_INPUT DATA_
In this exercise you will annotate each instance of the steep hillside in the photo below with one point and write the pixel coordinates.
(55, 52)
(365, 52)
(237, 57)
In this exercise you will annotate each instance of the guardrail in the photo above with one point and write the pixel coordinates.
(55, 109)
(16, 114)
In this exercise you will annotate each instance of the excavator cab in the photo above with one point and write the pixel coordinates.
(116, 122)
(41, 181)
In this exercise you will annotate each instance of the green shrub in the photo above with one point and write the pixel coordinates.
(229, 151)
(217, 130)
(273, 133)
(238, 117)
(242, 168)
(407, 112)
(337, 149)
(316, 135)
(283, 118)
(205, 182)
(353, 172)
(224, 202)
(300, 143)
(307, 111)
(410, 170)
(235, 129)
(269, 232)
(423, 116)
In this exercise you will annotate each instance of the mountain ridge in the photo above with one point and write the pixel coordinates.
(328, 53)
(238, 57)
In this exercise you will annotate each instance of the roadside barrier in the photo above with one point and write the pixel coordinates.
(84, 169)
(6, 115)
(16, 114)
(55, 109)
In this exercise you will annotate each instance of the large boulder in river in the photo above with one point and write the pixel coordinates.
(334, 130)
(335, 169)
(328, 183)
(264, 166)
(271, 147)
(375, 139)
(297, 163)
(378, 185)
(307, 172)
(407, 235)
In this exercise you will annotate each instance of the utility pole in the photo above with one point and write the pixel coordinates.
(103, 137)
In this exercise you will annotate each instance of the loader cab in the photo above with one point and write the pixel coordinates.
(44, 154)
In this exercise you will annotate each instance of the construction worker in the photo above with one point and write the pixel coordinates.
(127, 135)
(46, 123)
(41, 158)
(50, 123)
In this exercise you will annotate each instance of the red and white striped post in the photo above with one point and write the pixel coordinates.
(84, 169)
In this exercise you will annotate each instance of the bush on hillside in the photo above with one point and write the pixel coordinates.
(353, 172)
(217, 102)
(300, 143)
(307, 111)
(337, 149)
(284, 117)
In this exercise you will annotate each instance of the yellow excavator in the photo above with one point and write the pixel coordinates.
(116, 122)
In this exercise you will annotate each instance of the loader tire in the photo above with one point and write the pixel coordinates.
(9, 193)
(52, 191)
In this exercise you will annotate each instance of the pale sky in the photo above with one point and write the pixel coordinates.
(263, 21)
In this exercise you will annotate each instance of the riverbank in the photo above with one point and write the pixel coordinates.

_EXERCISE AIM_
Write out the rows word for word, starting at the line containing "In this exercise you will annotate each instance of the pale" and continuing through the last line of the rows.

_TASK ANSWER_
In this exercise you will annotate each instance of the pale sky in the photo above with one point and write the pixel coordinates.
(263, 21)
In this exercise you will annotate each instance of the riverbank in the photo above with one point and write the pixel coordinates.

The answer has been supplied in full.